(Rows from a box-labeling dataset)
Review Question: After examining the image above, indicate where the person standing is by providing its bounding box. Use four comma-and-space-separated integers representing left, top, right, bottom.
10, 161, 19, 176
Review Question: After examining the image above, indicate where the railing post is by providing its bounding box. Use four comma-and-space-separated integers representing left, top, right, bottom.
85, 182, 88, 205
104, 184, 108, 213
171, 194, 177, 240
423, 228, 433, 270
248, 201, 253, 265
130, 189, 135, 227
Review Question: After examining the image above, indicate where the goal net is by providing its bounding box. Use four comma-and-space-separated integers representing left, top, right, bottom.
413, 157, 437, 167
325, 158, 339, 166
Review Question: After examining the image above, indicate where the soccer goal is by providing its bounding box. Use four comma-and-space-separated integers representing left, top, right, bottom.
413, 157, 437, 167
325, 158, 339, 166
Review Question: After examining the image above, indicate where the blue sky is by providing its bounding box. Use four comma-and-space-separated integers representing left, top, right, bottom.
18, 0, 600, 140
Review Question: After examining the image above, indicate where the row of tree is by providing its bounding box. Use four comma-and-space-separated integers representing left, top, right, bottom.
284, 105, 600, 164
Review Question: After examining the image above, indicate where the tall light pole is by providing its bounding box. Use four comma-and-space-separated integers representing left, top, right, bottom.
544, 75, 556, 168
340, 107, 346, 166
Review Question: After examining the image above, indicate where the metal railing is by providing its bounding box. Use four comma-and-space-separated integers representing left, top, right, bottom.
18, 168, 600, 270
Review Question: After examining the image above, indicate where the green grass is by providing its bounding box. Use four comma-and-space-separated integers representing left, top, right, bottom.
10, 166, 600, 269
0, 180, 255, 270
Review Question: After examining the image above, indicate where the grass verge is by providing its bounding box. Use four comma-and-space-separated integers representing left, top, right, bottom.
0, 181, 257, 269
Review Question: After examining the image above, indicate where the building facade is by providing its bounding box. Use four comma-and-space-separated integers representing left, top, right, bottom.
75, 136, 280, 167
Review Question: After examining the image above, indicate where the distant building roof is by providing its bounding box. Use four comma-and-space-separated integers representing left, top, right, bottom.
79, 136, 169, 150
---
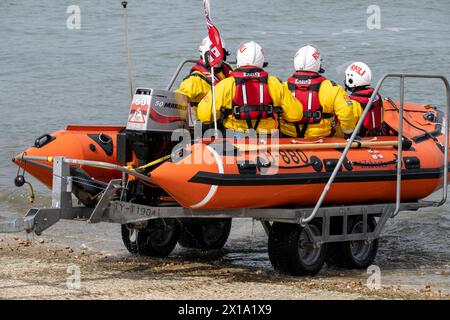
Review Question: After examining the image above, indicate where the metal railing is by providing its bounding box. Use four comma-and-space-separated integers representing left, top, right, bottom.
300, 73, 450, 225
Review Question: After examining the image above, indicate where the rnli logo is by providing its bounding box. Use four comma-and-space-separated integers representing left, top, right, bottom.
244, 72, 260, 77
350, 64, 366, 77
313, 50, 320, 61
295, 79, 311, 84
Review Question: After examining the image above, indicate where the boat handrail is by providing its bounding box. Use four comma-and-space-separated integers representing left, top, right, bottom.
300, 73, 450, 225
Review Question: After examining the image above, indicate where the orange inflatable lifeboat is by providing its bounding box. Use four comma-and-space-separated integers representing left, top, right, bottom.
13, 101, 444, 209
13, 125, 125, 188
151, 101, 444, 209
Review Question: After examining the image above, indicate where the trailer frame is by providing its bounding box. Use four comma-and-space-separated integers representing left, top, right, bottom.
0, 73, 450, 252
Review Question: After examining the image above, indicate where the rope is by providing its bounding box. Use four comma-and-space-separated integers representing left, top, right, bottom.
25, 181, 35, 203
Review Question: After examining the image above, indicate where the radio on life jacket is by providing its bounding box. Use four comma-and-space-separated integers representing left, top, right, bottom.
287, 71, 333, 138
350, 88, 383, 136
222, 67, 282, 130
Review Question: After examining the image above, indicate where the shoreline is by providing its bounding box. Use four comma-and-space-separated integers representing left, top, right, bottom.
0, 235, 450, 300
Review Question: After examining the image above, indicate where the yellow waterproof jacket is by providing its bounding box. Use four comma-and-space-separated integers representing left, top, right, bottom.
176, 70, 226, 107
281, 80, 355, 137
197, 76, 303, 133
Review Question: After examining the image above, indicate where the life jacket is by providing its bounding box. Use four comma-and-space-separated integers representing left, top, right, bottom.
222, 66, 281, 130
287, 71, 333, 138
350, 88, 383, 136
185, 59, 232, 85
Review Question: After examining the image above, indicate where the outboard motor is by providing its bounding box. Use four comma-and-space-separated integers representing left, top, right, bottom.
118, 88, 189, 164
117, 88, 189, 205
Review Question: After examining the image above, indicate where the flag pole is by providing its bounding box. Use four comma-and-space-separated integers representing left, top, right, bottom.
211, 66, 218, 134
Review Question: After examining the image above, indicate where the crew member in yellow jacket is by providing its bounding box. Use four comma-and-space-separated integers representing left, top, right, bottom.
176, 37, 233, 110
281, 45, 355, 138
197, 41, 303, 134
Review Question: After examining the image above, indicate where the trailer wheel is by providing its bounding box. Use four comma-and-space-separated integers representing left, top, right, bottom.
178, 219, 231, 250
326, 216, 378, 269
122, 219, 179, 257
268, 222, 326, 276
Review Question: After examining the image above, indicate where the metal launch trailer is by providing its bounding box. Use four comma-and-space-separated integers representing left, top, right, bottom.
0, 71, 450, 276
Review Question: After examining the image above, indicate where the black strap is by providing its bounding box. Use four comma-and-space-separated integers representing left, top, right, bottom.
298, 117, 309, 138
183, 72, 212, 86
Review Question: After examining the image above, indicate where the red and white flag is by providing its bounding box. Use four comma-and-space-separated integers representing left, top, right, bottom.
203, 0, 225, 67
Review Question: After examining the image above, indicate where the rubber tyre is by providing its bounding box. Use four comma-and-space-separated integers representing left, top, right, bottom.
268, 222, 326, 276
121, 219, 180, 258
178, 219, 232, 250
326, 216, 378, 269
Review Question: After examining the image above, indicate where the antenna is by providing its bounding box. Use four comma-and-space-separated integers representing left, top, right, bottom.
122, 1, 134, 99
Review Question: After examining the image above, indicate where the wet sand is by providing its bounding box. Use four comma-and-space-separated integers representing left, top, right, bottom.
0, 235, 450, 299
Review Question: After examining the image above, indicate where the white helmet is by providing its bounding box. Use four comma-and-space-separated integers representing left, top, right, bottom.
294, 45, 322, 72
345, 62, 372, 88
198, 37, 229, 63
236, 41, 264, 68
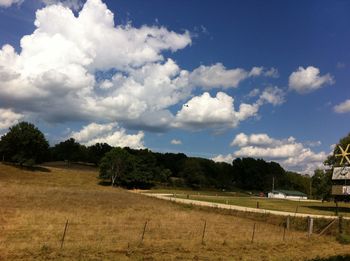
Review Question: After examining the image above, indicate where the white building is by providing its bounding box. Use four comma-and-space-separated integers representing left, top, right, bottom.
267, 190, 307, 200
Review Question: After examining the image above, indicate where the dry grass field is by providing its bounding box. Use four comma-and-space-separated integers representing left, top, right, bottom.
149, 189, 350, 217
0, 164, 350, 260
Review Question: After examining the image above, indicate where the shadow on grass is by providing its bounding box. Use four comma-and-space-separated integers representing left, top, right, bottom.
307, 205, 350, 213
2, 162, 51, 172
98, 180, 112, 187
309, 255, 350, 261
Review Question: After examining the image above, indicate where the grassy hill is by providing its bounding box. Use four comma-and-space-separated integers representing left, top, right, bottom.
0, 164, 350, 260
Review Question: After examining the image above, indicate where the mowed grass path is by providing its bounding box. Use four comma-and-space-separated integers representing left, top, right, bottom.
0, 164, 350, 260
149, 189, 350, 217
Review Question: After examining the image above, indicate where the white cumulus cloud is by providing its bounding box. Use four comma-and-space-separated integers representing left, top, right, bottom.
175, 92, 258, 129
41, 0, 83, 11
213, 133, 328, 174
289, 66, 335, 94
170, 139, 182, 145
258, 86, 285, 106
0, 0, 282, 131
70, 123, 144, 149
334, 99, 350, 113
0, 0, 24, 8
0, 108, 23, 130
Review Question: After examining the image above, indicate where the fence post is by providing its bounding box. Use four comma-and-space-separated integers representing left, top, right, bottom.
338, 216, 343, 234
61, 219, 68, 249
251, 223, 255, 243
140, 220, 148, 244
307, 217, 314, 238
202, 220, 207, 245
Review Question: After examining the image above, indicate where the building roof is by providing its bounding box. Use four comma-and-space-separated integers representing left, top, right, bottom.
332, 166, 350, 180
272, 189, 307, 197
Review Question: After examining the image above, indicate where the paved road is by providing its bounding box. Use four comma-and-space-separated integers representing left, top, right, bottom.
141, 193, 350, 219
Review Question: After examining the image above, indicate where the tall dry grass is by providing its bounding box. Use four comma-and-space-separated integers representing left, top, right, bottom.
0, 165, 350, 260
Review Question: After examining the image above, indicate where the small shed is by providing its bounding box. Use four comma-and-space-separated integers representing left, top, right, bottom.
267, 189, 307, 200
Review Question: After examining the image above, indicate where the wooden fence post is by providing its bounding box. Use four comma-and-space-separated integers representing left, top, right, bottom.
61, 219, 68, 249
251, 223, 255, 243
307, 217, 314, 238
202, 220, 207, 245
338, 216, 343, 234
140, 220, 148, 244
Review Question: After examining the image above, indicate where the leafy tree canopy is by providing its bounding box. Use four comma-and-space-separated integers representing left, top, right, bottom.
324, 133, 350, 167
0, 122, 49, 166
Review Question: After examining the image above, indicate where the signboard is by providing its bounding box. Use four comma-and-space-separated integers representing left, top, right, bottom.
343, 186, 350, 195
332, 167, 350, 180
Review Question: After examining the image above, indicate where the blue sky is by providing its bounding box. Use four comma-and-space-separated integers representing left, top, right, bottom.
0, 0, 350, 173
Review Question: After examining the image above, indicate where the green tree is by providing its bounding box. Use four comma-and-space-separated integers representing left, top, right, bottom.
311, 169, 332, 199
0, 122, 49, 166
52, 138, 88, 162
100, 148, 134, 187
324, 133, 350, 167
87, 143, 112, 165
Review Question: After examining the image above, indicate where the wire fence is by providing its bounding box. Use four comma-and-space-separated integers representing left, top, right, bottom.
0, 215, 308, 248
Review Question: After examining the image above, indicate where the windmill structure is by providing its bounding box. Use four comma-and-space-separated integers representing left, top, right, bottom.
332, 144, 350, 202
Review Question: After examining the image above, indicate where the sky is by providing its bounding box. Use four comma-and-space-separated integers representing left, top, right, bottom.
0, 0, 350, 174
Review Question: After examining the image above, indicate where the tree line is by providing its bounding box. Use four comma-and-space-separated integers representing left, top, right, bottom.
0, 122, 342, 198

DIRECTIONS
Output the lines from the one containing "the building facade" up to and including the one containing "75, 136, 280, 167", reproducing them verbatim.

WORKED ANSWER
Review Question: After examining the image above, indicate where the building facade is by providing its bounding box. Use four comma-and-space-separated integers representing left, top, right, bottom.
75, 136, 280, 167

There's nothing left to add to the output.